**PROBLEMS TO WORK ON:**
A: Return the passage of the burl auction thread starting at "# **ENDED**Russian olive" and ending at "burls I get.", copied word for word.
B: Count the lines in the rows that contain the string "striped". Reply with only the number.

**TEXT SHOWN:**
— Begin —

# **ENDED**Russian olive whole burl!



## norman vandyke (Aug 5, 2015)

This auction is for donation to WB. Buyer pays shipping. Auction will start tomorrow at 8/6/15, 6 A.M. MDT and go until 8/6/15, 9 P.M. MDT. Bid in any increments you wish.

Walking about in the woods and happened across this in a burn pile.  Too late it seems but not for a large portion. Measures 13"+ at widest, 9"+ at narrowest. Noncharred burl section is the entire length of stump and ranges from 6"+ in height to 9"+ in height. Gonna be some awesome eyes inside and my guess is that it will be substantially drier than most of the burls I get.

Reactions: Way Cool 3


----------



## Wilson's Woodworking (Aug 5, 2015)

90 LASHES to the person that lit that on fire!!!!!!!!!!!!!!!!!!!!!!!!

Reactions: Funny 1


----------



## norman vandyke (Aug 5, 2015)

It want the only


Wilson's Woodworking said:


> 90 LASHES to the person that lit that on fire!!!!!!!!!!!!!!!!!!!!!!!!


It wasn't the only one.......


----------



## norman vandyke (Aug 6, 2015)

Auction started 44 minutes ago and no bids?

— End —

**RAW DATA:**
— Begin —

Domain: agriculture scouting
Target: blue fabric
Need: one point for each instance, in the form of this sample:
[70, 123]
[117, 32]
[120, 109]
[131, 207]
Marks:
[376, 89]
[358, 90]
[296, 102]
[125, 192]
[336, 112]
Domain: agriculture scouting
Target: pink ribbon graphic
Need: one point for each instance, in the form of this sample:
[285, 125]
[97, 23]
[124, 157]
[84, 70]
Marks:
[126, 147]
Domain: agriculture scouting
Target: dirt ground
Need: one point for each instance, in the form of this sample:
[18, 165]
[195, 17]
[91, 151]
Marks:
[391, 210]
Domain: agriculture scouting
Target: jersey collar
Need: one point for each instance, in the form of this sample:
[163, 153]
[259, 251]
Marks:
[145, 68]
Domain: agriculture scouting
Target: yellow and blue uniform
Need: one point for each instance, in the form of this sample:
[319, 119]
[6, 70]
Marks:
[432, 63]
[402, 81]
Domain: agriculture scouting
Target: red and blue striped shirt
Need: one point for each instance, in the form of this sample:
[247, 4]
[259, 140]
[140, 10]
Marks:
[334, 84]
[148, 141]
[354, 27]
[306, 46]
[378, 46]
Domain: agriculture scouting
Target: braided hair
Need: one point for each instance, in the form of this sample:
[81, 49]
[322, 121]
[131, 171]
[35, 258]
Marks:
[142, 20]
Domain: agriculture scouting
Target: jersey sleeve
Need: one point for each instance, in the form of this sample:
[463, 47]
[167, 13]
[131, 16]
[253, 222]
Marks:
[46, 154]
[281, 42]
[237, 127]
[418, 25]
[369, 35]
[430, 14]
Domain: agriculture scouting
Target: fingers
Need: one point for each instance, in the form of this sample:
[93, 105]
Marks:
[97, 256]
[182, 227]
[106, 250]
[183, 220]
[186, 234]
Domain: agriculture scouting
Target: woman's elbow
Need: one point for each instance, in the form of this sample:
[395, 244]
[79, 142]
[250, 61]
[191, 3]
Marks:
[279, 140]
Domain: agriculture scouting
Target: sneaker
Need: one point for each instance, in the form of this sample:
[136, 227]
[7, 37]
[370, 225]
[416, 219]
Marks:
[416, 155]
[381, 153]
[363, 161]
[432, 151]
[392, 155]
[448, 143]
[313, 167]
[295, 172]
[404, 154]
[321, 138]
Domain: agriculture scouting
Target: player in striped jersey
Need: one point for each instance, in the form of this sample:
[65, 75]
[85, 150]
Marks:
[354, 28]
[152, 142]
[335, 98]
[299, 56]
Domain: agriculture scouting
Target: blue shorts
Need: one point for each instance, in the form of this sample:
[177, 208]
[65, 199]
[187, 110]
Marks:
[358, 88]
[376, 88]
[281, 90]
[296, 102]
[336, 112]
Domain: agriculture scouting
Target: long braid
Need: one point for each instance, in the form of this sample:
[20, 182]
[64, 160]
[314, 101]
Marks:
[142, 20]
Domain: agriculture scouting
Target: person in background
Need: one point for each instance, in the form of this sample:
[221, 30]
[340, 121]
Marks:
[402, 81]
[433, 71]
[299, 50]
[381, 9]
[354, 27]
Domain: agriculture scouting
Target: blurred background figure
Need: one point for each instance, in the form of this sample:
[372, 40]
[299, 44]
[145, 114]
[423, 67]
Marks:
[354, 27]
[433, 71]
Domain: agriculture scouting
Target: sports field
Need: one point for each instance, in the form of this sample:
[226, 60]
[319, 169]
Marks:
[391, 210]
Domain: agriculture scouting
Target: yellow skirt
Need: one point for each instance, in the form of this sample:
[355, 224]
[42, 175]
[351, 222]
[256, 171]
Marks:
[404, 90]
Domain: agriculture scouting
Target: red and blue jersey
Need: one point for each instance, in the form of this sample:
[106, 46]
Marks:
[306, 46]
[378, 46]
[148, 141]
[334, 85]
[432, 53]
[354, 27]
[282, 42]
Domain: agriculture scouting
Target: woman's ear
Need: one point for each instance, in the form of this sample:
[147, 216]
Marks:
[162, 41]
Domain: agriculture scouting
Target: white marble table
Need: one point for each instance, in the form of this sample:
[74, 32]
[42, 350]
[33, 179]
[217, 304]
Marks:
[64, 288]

— End —

**RESULTS BY TASK:**
A:
# **ENDED**Russian olive whole burl!



## norman vandyke (Aug 5, 2015)

This auction is for donation to WB. Buyer pays shipping. Auction will start tomorrow at 8/6/15, 6 A.M. MDT and go until 8/6/15, 9 P.M. MDT. Bid in any increments you wish.

Walking about in the woods and happened across this in a burn pile.  Too late it seems but not for a large portion. Measures 13"+ at widest, 9"+ at narrowest. Noncharred burl section is the entire length of stump and ranges from 6"+ in height to 9"+ in height. Gonna be some awesome eyes inside and my guess is that it will be substantially drier than most of the burls I get.

B: 2